Document:
----

Labour’s argument on the economy was condemned by the association of ‘the two Eds’ with New Labour’s record
The general election result of last Thursday will rightly be seen as epochal: for the future of the Labour Party and the Liberal Democrats; for the future of the Union in the UK; and, quite possibly, after the now certain referendum in 2017, for the future of the European Union itself.
But in one key sense there is nothing very novel about the outcome. This election was fought and won on a long established issue: economic competence. The overwhelming body of electoral research tells us that, for voters, ‘it’s the economy, stupid’. The way the economy matters is, naturally, complicated, and this was certainly true last week. Setting aside for the moment its Scottish catastrophe, the Labour Party will be puzzled why its economic case had so little traction with voters. After all, many of its particular policies – such as the cap on energy prices – resonated with an electorate which is widely hostile to predatory utility oligopolists. Likewise, much of its criticism of the tax system – such as the attack on ‘non-doms’ – succeeded in wrong-footing its Conservative opponents. And those Conservatives had a difficult economic case to make to voters. They have presided over a historically unprecedented slide in living standards; a jobs ‘recovery’ which only thinly masked profound weaknesses in an employment market characterised by increasing job insecurity; and a productivity crisis which lies at the root of the late and uncertain rise in real incomes.

----

Short exercise:
Revise the election commentary from "Labour’s argument on" to "European Union itself.", swapping "epochal" for "historic".

----

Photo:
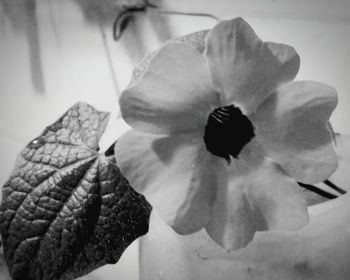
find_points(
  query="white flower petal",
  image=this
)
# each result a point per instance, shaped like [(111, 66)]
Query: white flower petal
[(292, 127), (173, 95), (244, 69), (175, 174), (255, 195)]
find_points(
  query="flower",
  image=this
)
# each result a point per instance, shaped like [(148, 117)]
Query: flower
[(221, 134)]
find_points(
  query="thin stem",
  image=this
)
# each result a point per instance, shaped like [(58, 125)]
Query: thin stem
[(318, 191), (334, 187), (109, 59), (167, 12)]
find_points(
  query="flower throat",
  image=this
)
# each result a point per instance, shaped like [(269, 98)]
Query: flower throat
[(227, 131)]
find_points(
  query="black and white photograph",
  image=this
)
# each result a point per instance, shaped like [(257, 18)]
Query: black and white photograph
[(174, 140)]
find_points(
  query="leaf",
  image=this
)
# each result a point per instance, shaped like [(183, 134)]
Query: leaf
[(67, 209)]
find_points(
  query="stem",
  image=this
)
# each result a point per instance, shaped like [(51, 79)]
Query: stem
[(334, 187), (121, 21), (109, 60), (318, 191), (167, 12)]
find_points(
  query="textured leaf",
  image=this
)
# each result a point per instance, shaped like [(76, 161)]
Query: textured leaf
[(67, 209)]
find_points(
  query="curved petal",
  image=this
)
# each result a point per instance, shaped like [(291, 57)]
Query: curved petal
[(174, 173), (255, 195), (342, 148), (174, 93), (245, 69), (292, 127)]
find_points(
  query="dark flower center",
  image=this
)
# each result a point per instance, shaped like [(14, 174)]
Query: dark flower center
[(227, 132)]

----

Exercise result:
Labour’s argument on the economy was condemned by the association of ‘the two Eds’ with New Labour’s record
The general election result of last Thursday will rightly be seen as historic: for the future of the Labour Party and the Liberal Democrats; for the future of the Union in the UK; and, quite possibly, after the now certain referendum in 2017, for the future of the European Union itself.